→ **Required task**
Return unchanged every line of the data from the one containing "skirt and record integer pixel coordinates." through the end, both included.
··· Given entries
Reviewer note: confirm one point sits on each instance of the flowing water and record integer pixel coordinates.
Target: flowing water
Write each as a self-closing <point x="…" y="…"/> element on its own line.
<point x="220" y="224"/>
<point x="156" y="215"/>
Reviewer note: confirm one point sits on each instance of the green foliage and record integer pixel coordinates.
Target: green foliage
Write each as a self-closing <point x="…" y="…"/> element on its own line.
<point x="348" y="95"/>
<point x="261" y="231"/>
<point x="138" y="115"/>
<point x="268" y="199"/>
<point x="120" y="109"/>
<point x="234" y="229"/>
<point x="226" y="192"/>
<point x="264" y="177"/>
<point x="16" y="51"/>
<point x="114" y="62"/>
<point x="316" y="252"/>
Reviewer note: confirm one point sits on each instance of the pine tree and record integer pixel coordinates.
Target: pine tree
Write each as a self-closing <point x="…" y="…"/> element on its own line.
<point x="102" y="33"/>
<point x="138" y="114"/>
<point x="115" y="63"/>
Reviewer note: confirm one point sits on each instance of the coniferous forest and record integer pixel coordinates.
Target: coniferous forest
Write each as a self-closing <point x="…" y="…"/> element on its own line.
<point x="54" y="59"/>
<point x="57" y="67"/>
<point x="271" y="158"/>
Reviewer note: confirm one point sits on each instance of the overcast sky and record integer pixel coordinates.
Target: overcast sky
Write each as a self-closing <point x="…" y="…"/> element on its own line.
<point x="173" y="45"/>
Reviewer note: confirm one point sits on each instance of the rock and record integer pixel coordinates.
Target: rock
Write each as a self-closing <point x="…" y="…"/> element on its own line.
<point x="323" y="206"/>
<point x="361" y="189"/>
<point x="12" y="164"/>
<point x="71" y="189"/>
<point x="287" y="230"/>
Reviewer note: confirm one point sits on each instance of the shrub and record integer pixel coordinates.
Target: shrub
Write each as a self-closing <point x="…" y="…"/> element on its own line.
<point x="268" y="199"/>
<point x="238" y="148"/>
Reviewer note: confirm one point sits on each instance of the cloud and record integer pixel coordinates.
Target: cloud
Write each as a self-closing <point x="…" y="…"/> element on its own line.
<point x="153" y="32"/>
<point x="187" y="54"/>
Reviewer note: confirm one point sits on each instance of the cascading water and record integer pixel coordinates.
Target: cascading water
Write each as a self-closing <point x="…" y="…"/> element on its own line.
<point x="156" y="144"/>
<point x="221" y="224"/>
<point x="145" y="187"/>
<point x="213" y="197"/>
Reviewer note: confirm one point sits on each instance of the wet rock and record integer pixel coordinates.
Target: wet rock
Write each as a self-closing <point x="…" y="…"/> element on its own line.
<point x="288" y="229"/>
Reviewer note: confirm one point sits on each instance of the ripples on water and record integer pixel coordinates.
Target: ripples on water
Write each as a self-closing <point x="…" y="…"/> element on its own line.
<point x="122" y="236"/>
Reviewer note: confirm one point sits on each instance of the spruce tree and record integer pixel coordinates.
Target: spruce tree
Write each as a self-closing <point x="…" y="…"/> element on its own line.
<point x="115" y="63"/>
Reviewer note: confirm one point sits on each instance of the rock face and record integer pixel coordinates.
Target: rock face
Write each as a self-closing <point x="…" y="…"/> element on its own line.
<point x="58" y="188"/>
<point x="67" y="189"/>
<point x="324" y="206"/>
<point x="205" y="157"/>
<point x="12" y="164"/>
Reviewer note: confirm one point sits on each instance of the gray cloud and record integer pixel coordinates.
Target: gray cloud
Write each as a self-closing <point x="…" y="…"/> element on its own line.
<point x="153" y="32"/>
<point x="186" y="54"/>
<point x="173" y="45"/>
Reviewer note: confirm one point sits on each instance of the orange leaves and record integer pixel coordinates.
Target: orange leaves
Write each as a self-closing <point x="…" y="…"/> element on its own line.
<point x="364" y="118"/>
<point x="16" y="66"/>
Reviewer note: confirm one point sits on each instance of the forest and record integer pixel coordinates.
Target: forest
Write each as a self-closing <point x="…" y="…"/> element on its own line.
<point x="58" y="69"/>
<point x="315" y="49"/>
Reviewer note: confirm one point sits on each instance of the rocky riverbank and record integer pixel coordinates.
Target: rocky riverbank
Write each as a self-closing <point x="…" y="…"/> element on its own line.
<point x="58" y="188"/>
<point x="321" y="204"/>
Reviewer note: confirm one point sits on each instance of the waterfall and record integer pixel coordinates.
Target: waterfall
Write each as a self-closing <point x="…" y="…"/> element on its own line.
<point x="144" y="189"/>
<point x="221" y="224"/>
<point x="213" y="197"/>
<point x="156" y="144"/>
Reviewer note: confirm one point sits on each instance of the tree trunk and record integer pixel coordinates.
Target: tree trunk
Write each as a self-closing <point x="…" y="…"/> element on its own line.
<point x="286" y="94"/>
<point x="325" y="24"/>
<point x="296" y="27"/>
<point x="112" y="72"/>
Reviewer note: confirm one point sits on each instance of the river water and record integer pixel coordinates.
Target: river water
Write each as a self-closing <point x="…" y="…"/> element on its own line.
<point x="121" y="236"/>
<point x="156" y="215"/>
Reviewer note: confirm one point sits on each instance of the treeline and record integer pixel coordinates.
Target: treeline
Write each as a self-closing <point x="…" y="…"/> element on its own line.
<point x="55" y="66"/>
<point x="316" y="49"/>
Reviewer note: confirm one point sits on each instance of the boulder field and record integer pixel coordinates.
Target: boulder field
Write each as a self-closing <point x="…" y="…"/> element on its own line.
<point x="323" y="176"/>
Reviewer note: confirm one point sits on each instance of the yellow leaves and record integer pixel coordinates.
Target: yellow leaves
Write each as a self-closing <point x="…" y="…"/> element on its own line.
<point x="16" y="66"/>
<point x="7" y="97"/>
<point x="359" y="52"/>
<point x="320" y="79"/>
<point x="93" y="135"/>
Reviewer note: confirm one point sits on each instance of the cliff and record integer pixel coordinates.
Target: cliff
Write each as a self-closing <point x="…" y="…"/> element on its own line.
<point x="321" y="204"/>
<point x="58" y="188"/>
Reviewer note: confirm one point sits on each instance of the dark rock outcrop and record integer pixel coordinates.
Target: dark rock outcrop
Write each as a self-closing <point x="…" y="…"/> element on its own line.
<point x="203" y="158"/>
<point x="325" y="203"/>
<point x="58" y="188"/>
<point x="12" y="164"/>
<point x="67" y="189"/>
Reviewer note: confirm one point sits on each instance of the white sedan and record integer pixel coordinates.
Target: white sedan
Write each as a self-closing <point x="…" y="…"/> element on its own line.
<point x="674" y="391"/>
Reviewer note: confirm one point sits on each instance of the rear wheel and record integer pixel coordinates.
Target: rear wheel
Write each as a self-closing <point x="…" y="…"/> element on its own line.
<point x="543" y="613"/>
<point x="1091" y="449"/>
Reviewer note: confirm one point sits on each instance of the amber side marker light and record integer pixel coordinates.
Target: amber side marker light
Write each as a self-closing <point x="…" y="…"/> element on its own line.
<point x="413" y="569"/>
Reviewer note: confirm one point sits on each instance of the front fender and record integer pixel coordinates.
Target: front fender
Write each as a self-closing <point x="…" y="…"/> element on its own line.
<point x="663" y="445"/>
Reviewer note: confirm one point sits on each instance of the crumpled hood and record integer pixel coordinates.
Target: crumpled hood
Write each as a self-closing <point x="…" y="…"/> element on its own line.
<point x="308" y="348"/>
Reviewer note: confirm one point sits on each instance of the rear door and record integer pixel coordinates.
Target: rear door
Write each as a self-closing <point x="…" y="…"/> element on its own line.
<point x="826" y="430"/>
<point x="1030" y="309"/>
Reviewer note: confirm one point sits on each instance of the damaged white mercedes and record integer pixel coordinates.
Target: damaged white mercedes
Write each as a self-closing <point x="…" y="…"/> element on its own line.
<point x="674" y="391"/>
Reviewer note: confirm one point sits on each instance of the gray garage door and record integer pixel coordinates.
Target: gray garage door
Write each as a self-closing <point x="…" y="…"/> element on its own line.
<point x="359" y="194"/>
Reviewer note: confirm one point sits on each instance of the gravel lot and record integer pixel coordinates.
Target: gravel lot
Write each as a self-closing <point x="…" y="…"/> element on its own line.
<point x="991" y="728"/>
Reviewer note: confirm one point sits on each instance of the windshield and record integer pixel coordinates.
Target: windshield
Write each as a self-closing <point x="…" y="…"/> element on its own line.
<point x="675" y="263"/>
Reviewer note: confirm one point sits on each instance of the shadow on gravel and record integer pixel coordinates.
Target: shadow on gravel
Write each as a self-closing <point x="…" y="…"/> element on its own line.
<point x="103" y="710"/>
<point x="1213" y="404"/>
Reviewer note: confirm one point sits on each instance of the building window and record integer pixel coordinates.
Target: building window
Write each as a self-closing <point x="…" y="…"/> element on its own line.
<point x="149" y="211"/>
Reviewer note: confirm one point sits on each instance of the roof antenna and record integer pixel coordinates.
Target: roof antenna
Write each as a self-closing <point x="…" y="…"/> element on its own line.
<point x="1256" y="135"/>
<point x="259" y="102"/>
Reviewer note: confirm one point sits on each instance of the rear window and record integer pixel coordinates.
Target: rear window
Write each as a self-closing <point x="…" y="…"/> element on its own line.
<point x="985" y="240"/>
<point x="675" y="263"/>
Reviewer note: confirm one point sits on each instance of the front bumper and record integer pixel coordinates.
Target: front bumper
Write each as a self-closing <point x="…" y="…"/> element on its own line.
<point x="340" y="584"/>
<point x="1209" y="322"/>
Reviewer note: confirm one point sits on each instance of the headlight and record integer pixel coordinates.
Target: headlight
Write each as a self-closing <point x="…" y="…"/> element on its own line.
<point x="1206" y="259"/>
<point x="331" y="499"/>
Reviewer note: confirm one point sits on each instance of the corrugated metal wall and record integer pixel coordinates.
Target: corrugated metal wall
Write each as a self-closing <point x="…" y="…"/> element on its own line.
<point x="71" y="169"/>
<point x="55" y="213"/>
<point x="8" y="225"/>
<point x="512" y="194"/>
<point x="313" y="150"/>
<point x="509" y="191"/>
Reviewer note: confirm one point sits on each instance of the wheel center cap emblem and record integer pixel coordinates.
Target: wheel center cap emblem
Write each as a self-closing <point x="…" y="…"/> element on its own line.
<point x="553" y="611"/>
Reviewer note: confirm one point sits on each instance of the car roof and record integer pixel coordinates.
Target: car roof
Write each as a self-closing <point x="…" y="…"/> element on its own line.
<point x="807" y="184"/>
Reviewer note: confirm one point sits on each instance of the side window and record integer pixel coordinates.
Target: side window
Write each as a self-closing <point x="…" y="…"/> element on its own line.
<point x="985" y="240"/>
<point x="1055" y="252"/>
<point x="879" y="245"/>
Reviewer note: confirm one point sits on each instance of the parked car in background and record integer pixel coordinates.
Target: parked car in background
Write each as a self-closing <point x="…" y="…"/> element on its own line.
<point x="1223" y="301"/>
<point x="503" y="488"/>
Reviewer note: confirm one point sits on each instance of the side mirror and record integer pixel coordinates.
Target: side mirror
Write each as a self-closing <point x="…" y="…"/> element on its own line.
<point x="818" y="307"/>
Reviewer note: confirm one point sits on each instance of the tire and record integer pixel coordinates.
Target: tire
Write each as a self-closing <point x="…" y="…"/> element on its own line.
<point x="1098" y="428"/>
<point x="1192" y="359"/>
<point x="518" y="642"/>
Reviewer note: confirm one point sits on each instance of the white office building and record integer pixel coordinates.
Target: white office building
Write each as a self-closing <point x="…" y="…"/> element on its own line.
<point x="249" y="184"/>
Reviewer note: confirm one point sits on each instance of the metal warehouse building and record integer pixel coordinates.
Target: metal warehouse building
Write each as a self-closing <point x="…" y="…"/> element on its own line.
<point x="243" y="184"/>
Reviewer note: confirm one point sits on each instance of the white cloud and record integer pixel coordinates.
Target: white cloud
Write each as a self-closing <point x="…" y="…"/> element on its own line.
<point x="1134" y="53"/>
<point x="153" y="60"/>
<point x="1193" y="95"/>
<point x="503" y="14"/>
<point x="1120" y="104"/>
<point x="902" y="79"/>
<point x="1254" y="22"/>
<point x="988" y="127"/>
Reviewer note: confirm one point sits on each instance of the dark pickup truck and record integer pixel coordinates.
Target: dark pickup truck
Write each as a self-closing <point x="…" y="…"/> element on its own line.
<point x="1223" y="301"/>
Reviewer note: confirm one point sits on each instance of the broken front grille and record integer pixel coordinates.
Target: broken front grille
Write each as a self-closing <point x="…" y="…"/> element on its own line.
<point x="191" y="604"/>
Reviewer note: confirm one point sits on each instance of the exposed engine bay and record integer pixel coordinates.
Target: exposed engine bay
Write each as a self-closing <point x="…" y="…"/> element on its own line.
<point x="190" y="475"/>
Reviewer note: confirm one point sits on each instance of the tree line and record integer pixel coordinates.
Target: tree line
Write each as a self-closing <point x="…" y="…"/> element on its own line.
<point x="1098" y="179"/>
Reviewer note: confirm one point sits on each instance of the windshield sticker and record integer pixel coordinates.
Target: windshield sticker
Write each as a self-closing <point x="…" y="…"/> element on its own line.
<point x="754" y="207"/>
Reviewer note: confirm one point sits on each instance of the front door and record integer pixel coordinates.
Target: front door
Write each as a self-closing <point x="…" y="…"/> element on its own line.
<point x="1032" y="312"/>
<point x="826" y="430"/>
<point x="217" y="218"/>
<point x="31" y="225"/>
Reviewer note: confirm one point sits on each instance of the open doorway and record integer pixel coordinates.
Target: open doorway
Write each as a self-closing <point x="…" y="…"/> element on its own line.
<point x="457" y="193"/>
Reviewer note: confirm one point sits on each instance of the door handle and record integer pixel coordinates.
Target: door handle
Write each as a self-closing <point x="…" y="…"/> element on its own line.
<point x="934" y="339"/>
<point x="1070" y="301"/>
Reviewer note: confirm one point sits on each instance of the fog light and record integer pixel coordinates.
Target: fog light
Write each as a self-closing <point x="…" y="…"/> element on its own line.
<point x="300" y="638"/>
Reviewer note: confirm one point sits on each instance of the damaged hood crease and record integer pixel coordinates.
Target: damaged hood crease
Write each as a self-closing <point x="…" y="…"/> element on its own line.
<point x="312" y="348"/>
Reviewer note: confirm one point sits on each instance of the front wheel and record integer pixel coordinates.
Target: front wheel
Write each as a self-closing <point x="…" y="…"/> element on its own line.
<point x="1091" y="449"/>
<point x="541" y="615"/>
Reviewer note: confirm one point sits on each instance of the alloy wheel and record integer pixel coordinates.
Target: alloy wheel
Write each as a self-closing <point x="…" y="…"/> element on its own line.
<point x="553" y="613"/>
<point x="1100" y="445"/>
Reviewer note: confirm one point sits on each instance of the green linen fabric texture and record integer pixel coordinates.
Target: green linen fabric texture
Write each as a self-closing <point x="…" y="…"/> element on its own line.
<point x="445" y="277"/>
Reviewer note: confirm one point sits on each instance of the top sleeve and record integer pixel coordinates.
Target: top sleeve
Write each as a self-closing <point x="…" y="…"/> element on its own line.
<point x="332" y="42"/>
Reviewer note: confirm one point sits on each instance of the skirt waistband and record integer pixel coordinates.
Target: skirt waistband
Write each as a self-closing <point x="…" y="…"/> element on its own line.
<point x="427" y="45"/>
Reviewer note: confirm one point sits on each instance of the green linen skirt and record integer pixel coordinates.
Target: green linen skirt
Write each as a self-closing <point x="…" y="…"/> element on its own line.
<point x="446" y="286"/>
······
→ **Written response**
Reviewer note: confirm one point sits on each instance of the green linen skirt and record integer pixel coordinates.
Target: green linen skirt
Write each as a self-closing <point x="…" y="…"/> element on its own line.
<point x="446" y="286"/>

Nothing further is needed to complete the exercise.